WORK TASK:
Reproduce the entries below verbatim, from their beginning through the line containing "positive clicks: (400, 236)", inclusive. Omit the pictures from your output.

== Segment start ==

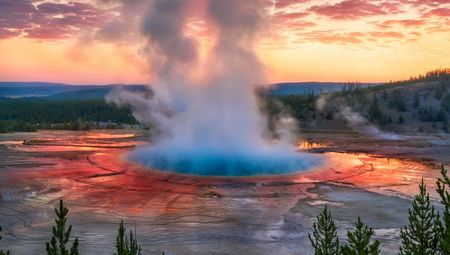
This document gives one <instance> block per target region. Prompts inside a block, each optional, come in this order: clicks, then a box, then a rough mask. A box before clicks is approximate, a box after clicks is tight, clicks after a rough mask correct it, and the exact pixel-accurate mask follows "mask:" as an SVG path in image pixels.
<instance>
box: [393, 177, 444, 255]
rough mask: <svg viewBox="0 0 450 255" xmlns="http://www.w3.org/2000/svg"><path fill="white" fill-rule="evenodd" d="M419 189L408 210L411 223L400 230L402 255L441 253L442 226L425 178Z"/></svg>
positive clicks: (400, 236)
mask: <svg viewBox="0 0 450 255" xmlns="http://www.w3.org/2000/svg"><path fill="white" fill-rule="evenodd" d="M419 190H420V192H419V194H418V195H416V197H415V198H414V200H413V202H412V208H411V209H409V212H408V214H409V224H408V226H405V227H404V228H403V229H402V230H401V232H400V237H401V239H402V245H401V247H400V255H434V254H439V242H440V238H441V228H442V227H441V223H440V220H439V214H438V213H437V212H436V211H435V209H434V206H433V205H431V202H430V195H429V194H428V193H427V191H426V185H425V184H424V182H423V179H422V182H421V184H420V185H419Z"/></svg>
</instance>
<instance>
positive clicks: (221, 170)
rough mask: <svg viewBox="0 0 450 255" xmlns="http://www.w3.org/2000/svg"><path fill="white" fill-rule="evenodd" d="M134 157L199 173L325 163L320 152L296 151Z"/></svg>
mask: <svg viewBox="0 0 450 255" xmlns="http://www.w3.org/2000/svg"><path fill="white" fill-rule="evenodd" d="M130 159H132V160H134V161H138V162H140V163H141V164H143V165H145V166H147V167H149V168H152V169H156V170H160V171H166V172H172V173H180V174H190V175H199V176H264V175H281V174H293V173H297V172H301V171H306V170H308V169H311V168H314V167H316V166H318V165H320V164H321V162H322V158H321V156H320V155H315V154H306V153H300V152H296V151H279V150H267V151H254V152H245V151H244V152H243V151H225V150H213V149H211V150H197V149H194V150H182V149H180V150H171V151H167V150H158V149H152V148H149V149H144V150H138V151H136V152H134V153H133V154H131V155H130Z"/></svg>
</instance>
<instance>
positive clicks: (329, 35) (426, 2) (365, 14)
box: [0, 0, 450, 84]
mask: <svg viewBox="0 0 450 255" xmlns="http://www.w3.org/2000/svg"><path fill="white" fill-rule="evenodd" d="M147 4H148V2H147V1H136V0H132V1H126V0H94V1H82V0H79V1H70V2H69V1H63V0H60V1H58V0H52V1H48V0H39V1H37V0H0V54H1V58H0V80H1V81H51V82H65V83H76V84H86V83H90V84H93V83H95V84H101V83H144V82H151V76H150V75H149V71H150V70H151V66H150V65H149V62H150V61H149V56H148V55H147V54H145V53H143V52H144V49H145V39H144V38H143V37H142V36H141V35H140V31H139V29H140V28H139V25H140V21H141V18H142V17H143V16H144V15H145V11H146V10H147V9H148V6H147ZM261 8H263V9H264V10H265V12H266V13H267V22H266V23H265V26H266V29H265V30H264V31H263V32H262V33H261V34H260V35H259V37H258V44H257V46H256V47H257V49H256V50H257V53H258V55H259V56H260V57H261V59H262V60H263V62H264V63H265V64H266V67H267V70H268V73H269V79H270V81H271V82H284V81H360V82H377V81H389V80H397V79H403V78H408V77H409V76H411V75H417V74H420V73H425V72H426V71H429V70H432V69H435V68H443V67H450V50H449V48H450V47H449V46H450V0H389V1H388V0H368V1H362V0H344V1H342V0H329V1H324V0H314V1H313V0H278V1H269V0H266V1H262V6H261ZM190 33H193V34H194V35H195V36H196V37H197V38H198V39H199V42H200V43H204V42H207V41H208V33H209V31H208V29H207V28H205V27H204V23H202V22H201V21H195V20H194V21H193V22H192V28H191V29H190Z"/></svg>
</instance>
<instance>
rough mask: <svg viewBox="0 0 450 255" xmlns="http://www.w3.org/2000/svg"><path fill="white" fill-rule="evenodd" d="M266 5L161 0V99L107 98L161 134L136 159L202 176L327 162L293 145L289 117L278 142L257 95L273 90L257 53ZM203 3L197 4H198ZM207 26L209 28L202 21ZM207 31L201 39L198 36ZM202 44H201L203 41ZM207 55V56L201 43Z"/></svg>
mask: <svg viewBox="0 0 450 255" xmlns="http://www.w3.org/2000/svg"><path fill="white" fill-rule="evenodd" d="M264 1H265V0H246V1H242V0H226V1H223V0H203V1H187V0H186V1H184V0H157V1H154V2H153V3H152V5H151V7H150V10H149V12H148V13H147V15H146V16H145V18H144V20H143V24H142V33H143V35H144V36H145V37H146V38H147V39H148V46H147V47H146V49H147V50H148V51H149V54H150V55H151V60H152V61H151V63H152V64H151V67H152V70H153V71H154V73H155V77H156V80H155V81H154V83H153V85H152V87H151V88H152V90H153V91H154V94H153V95H152V96H148V95H147V96H146V95H142V94H137V93H132V92H127V91H115V92H113V93H112V94H110V95H109V96H108V97H107V100H108V101H110V102H114V103H116V104H117V105H119V106H129V107H130V108H131V109H132V111H133V114H134V116H135V117H136V119H137V120H138V121H140V122H142V123H151V125H152V127H154V130H156V132H157V133H158V137H157V139H156V140H155V141H154V143H153V144H152V145H151V146H149V147H142V148H138V149H137V150H135V151H134V152H132V153H131V154H130V155H129V158H130V159H132V160H135V161H138V162H140V163H142V164H144V165H146V166H148V167H151V168H154V169H159V170H163V171H171V172H179V173H185V174H194V175H219V176H249V175H270V174H286V173H288V174H289V173H293V172H296V171H302V170H306V169H309V168H311V167H313V166H316V165H318V164H319V163H320V159H319V156H313V155H309V154H305V153H299V152H298V151H297V148H296V147H295V146H294V145H292V144H291V143H290V141H289V134H290V133H291V132H290V130H291V129H292V128H293V122H292V121H290V119H286V117H284V118H282V121H280V123H279V125H277V130H276V131H275V132H276V133H277V134H279V136H280V139H278V140H277V141H276V142H275V141H272V140H271V136H270V135H269V132H268V129H267V120H266V117H265V115H264V114H263V113H262V109H261V108H262V107H261V106H260V103H259V100H258V96H257V94H256V90H258V89H260V86H261V84H267V82H266V79H265V73H264V68H263V65H262V64H261V62H260V61H259V58H258V57H257V55H256V54H255V52H254V43H255V40H256V39H257V38H258V36H259V35H260V34H259V32H260V31H261V29H262V28H264V27H265V26H266V25H267V24H266V23H265V20H266V19H265V18H264V17H265V16H266V11H265V10H264V8H262V6H264ZM193 5H195V6H193ZM199 21H201V22H199ZM192 27H195V29H196V30H201V31H207V32H208V34H207V35H206V36H204V37H202V38H201V40H198V39H196V37H194V36H191V35H190V34H191V33H190V30H191V29H192ZM200 41H201V42H200ZM205 41H207V42H210V44H211V45H210V47H209V48H208V47H207V48H208V49H206V50H205V49H204V48H205V47H203V48H202V49H203V52H205V51H206V52H207V53H206V54H204V53H203V54H202V55H206V56H207V57H203V58H201V57H199V55H200V54H199V53H198V48H199V47H200V45H201V43H203V44H205Z"/></svg>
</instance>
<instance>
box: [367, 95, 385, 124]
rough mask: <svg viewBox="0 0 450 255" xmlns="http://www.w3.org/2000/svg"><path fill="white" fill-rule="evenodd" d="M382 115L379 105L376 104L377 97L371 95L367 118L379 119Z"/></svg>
mask: <svg viewBox="0 0 450 255" xmlns="http://www.w3.org/2000/svg"><path fill="white" fill-rule="evenodd" d="M382 116H383V113H382V112H381V109H380V106H379V105H378V98H377V97H376V95H373V99H372V105H371V106H370V109H369V119H370V120H380V119H381V118H382Z"/></svg>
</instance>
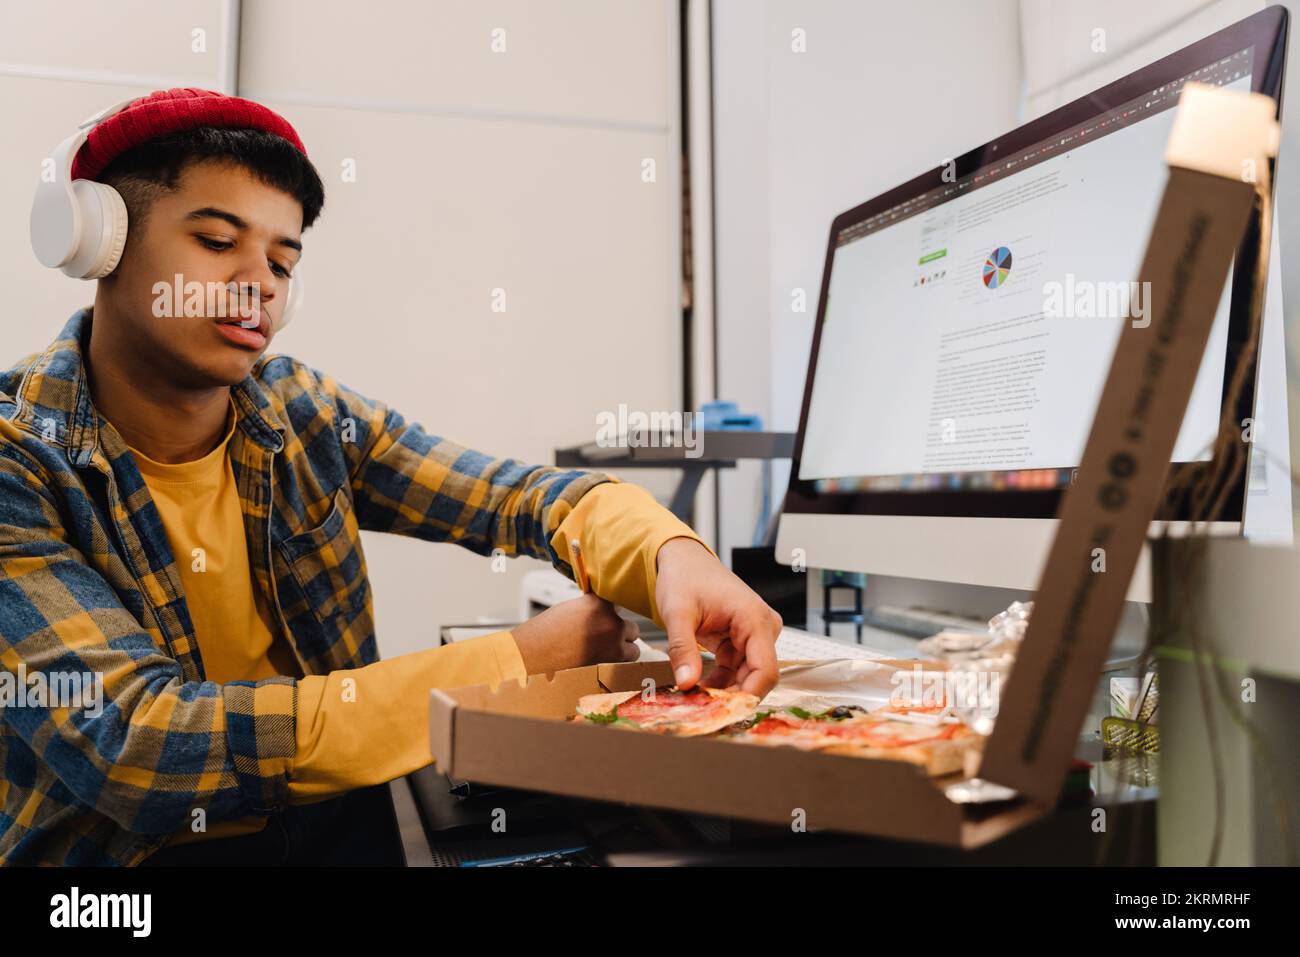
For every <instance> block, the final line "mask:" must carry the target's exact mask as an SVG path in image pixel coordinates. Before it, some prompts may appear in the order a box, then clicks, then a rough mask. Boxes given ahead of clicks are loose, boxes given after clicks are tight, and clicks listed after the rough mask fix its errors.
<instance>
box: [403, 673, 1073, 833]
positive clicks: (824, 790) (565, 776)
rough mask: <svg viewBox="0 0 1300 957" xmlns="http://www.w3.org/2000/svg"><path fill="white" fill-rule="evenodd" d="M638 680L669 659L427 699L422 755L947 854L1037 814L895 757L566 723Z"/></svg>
mask: <svg viewBox="0 0 1300 957" xmlns="http://www.w3.org/2000/svg"><path fill="white" fill-rule="evenodd" d="M783 664H784V663H783ZM897 664H898V667H901V668H910V667H913V666H914V664H915V662H911V661H907V662H897ZM645 679H650V680H653V681H654V683H655V684H656V685H666V684H672V672H671V670H669V666H668V663H667V662H662V661H659V662H633V663H625V664H595V666H590V667H585V668H573V670H569V671H559V672H556V674H555V675H552V676H546V675H533V676H530V677H529V679H528V684H526V687H524V685H521V683H517V681H507V683H504V684H502V685H500V687H499V688H495V689H493V688H489V687H485V685H478V687H474V688H458V689H454V690H441V689H434V690H433V692H432V707H430V739H429V741H430V746H432V749H433V755H434V759H435V762H437V765H438V767H439V768H442V770H443V771H445V772H446V774H448V775H451V776H452V778H455V779H458V780H472V781H481V783H485V784H497V785H506V787H517V788H528V789H532V791H546V792H551V793H556V794H571V796H575V797H586V798H595V800H602V801H617V802H625V804H637V805H647V806H654V807H666V809H673V810H680V811H695V813H702V814H714V815H720V817H733V818H744V819H748V820H757V822H767V823H772V824H777V826H784V827H790V826H792V823H794V822H796V820H801V822H803V823H805V824H806V826H807V827H809V828H818V830H820V828H827V830H833V831H845V832H855V833H868V835H880V836H885V837H897V839H907V840H920V841H931V843H939V844H948V845H956V846H978V845H980V844H984V843H987V841H991V840H995V839H996V837H1000V836H1002V835H1004V833H1006V832H1008V831H1010V830H1011V828H1014V827H1019V826H1021V824H1023V823H1026V822H1027V820H1031V819H1032V818H1035V817H1039V815H1040V814H1043V813H1044V811H1045V810H1047V807H1045V806H1043V805H1036V804H1034V802H1030V801H1023V800H1018V801H1014V802H1011V804H1010V806H1008V805H1001V806H997V807H988V806H985V807H980V806H975V805H962V804H956V802H953V801H950V800H949V798H948V797H946V796H945V793H944V792H945V787H946V785H949V784H953V783H954V780H957V779H959V778H961V775H949V776H946V778H928V776H927V775H926V772H924V770H922V768H919V767H917V766H914V765H909V763H904V762H898V761H866V759H862V758H853V757H841V755H832V754H822V753H813V752H802V750H798V749H794V748H755V746H746V745H741V744H736V742H732V741H725V740H720V739H715V737H673V736H667V735H651V733H640V732H636V731H624V729H612V728H607V727H599V726H594V724H586V723H575V722H568V720H565V719H567V718H568V716H569V715H572V714H573V707H575V702H576V701H577V700H578V698H580V697H582V696H584V694H597V693H606V692H620V690H638V689H641V688H642V681H643V680H645Z"/></svg>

== Segment end ==

EXERCISE RESULT:
This document gives one <instance> block per target region. Prompts inside a block, each optional, come in this order: clicks, then a box, then a rough mask. A box before clicks is approximate, a box after clicks is tight, clicks after a rough mask correct it, and the exact pixel-accurate mask follows "mask:" as an SVG path in image pixels.
<instance>
box: [393, 177, 444, 255]
rough mask: <svg viewBox="0 0 450 255" xmlns="http://www.w3.org/2000/svg"><path fill="white" fill-rule="evenodd" d="M419 189L408 210L411 223L400 230L402 255L441 253L442 226L425 178Z"/></svg>
positive clicks: (400, 236)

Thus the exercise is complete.